Task goal.
Write out the material below exactly, beginning at the line that contains "of the garlic" and ending with its last line, both ends included; write nothing else.

Information given.
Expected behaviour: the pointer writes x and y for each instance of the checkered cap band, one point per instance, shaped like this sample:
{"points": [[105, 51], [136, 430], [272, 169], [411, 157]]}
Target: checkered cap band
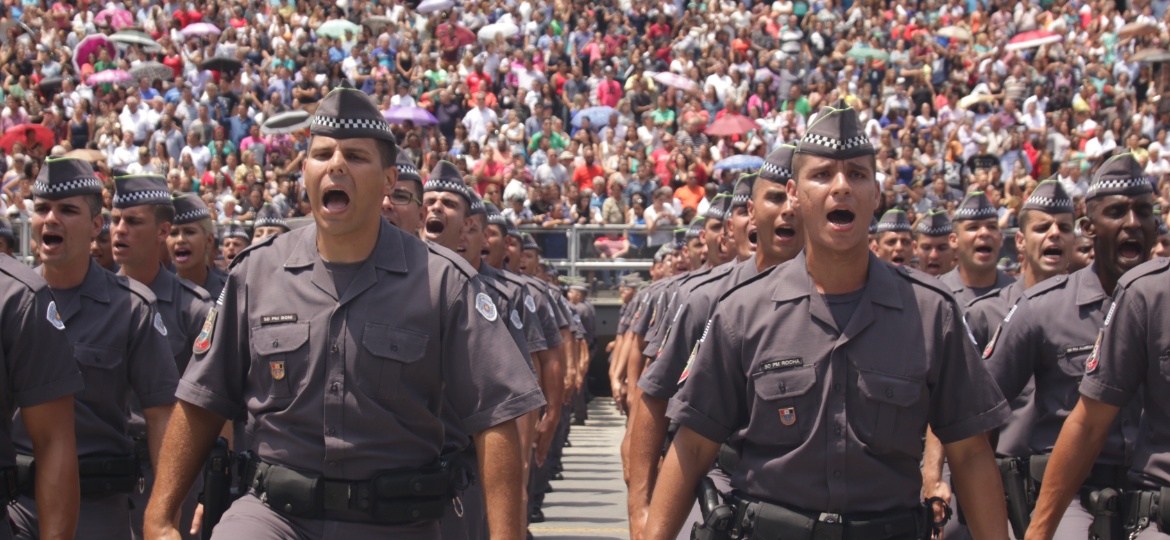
{"points": [[148, 196], [351, 123], [1121, 186], [191, 216], [82, 185]]}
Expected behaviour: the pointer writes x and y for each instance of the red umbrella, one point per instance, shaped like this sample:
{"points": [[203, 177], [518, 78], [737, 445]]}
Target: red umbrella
{"points": [[731, 125], [19, 133]]}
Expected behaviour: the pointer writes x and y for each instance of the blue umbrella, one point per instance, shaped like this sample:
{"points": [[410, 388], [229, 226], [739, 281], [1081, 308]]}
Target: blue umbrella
{"points": [[598, 116], [738, 163]]}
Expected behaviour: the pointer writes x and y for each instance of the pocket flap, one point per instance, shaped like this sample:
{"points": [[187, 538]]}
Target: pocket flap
{"points": [[894, 389], [789, 382], [394, 344], [279, 339]]}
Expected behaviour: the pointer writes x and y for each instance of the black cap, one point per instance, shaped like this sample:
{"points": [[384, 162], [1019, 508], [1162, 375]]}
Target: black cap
{"points": [[62, 178], [778, 165], [976, 206], [138, 189], [269, 216], [1050, 198], [894, 221], [349, 113], [742, 192], [406, 168], [935, 223], [188, 208], [1120, 175], [837, 133]]}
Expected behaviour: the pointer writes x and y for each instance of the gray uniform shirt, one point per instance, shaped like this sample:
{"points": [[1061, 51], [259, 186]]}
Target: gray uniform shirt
{"points": [[1050, 336], [36, 361], [110, 322], [830, 419], [351, 386], [1134, 352], [963, 293]]}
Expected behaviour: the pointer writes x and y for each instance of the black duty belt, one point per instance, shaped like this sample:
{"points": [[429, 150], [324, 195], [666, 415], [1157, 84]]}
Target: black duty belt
{"points": [[392, 497], [763, 520]]}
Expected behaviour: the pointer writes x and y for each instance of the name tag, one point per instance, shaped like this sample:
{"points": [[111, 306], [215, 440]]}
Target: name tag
{"points": [[277, 319]]}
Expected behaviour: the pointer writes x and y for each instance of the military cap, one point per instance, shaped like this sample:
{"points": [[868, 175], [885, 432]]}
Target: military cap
{"points": [[494, 215], [778, 165], [269, 216], [1119, 175], [235, 230], [742, 192], [1050, 198], [138, 189], [188, 208], [350, 113], [62, 178], [406, 168], [718, 207], [837, 133], [894, 221], [528, 242], [447, 178], [935, 223], [976, 206]]}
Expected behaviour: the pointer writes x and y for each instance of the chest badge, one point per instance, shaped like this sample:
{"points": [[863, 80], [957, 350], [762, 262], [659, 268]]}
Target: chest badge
{"points": [[277, 369], [789, 415]]}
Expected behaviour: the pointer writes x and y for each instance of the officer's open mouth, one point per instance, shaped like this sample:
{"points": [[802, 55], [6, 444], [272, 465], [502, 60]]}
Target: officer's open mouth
{"points": [[335, 200], [841, 217]]}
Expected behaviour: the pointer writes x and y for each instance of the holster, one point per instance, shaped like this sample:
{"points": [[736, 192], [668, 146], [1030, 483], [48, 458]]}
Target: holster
{"points": [[1019, 489]]}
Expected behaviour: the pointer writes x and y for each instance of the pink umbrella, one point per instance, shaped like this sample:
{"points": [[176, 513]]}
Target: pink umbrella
{"points": [[116, 18], [1029, 40], [91, 45], [110, 76]]}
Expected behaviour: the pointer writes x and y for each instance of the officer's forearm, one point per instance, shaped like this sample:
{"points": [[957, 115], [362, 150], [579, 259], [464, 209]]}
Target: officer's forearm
{"points": [[157, 417], [647, 434], [190, 435], [1081, 440], [500, 469], [50, 428], [689, 458], [979, 486]]}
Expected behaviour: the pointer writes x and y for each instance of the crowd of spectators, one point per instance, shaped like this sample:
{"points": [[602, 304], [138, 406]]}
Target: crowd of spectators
{"points": [[951, 92]]}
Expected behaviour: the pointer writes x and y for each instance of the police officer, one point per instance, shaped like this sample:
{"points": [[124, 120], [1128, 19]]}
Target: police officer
{"points": [[826, 369], [142, 220], [119, 347], [345, 393], [192, 244], [1128, 368], [235, 240], [40, 379], [977, 241], [268, 222], [894, 242], [1057, 351], [933, 243], [404, 206], [764, 200], [102, 249]]}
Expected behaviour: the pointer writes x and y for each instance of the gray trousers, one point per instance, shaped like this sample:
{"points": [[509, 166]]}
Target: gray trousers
{"points": [[248, 518], [100, 518]]}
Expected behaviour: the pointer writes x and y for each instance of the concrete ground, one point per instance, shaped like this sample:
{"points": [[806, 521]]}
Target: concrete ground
{"points": [[591, 500]]}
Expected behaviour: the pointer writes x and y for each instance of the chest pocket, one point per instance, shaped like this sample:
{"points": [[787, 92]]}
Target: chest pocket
{"points": [[283, 357], [785, 409], [887, 419], [385, 353], [101, 368]]}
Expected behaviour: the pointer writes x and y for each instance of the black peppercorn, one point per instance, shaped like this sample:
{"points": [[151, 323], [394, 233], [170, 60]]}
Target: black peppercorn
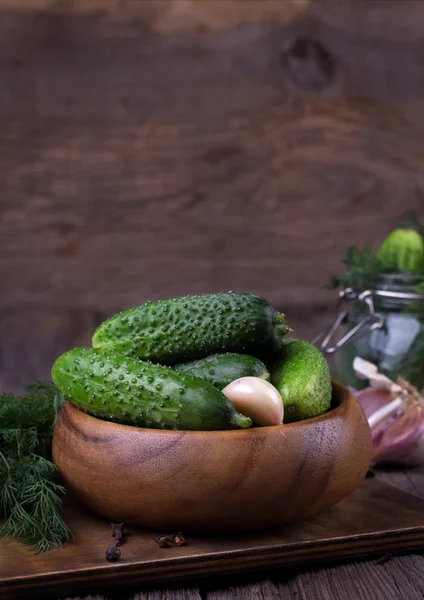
{"points": [[113, 554]]}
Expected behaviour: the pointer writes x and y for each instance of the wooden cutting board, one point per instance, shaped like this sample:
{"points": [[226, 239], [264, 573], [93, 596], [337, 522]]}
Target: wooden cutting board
{"points": [[375, 519]]}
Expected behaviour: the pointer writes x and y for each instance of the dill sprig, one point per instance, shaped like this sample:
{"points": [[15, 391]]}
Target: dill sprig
{"points": [[30, 491], [362, 269]]}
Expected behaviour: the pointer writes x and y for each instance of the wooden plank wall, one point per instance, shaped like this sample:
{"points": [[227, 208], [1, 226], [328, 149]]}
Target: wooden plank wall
{"points": [[154, 148]]}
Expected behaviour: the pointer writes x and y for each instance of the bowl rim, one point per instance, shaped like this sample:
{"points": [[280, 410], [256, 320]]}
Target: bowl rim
{"points": [[344, 396]]}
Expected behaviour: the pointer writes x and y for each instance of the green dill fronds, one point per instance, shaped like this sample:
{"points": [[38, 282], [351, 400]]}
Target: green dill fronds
{"points": [[362, 269], [30, 493]]}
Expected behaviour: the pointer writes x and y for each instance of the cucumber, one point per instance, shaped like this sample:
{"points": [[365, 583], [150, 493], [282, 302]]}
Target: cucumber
{"points": [[403, 250], [302, 377], [221, 369], [126, 390], [181, 329]]}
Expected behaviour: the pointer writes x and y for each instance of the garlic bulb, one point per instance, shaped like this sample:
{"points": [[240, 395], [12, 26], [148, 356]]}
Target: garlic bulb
{"points": [[395, 413], [257, 399]]}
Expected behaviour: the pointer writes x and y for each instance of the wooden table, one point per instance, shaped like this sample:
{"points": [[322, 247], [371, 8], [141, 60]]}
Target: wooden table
{"points": [[388, 578]]}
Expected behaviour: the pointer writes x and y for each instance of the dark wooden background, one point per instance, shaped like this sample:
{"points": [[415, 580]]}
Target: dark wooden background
{"points": [[163, 147]]}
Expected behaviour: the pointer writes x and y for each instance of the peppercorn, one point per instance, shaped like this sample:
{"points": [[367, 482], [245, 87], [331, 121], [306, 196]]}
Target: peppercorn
{"points": [[113, 554]]}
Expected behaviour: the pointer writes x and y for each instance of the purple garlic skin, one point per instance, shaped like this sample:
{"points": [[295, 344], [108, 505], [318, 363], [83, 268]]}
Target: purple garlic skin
{"points": [[398, 439], [402, 441]]}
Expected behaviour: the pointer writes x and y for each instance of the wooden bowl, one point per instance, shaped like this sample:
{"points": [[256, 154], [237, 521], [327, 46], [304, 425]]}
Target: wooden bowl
{"points": [[216, 480]]}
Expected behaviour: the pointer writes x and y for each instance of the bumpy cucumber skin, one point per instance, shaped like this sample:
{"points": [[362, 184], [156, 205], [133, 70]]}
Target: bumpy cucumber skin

Problem solution.
Expected behaviour: the pointer writes x and y for each instance of the garlic bulb, one point per instance, shaped like this sample:
{"points": [[240, 395], [12, 26], [148, 356]]}
Target: garlic bulb
{"points": [[395, 413], [257, 399]]}
Expected behaviour: the pointer writes x and y for each instance of the wooden table, one point per instance, shaped like this sample:
{"points": [[322, 247], [371, 8], [141, 60]]}
Target: wooden table
{"points": [[388, 578]]}
Expected behaviour: the pointer writes x and y for each instance of the dark wooden background, one point per instance, shaped like this sample:
{"points": [[415, 580]]}
Target: dark wooden background
{"points": [[163, 147]]}
Expected behaviour: the pointer writes x and y for each instance of the peppercorn, one point per instance, shaped like this sample:
{"points": [[367, 482], [245, 87], [331, 121], [306, 196]]}
Target: peppercorn
{"points": [[113, 554]]}
Expected behaviour: the pointer writes x and y for each instance of the purple garlic skin, one point per instance, shaped like this sample:
{"points": [[295, 344], [108, 505], [318, 363], [83, 268]]}
Target: purple garlic skin
{"points": [[398, 439], [402, 441]]}
Expected behaviour: the pointer writes x and y for each instance of the wooden bowl, one point per instance, shaped like this sample:
{"points": [[256, 154], [237, 521], [327, 46], [304, 425]]}
Target: wooden bowl
{"points": [[216, 480]]}
Expected behaviour: the pointer writes x and y for each instance of the bumpy cucumber skin, one point per instance, shaped like this sample:
{"points": [[362, 184], [156, 205], [133, 70]]}
Target: bumpy cucumber skin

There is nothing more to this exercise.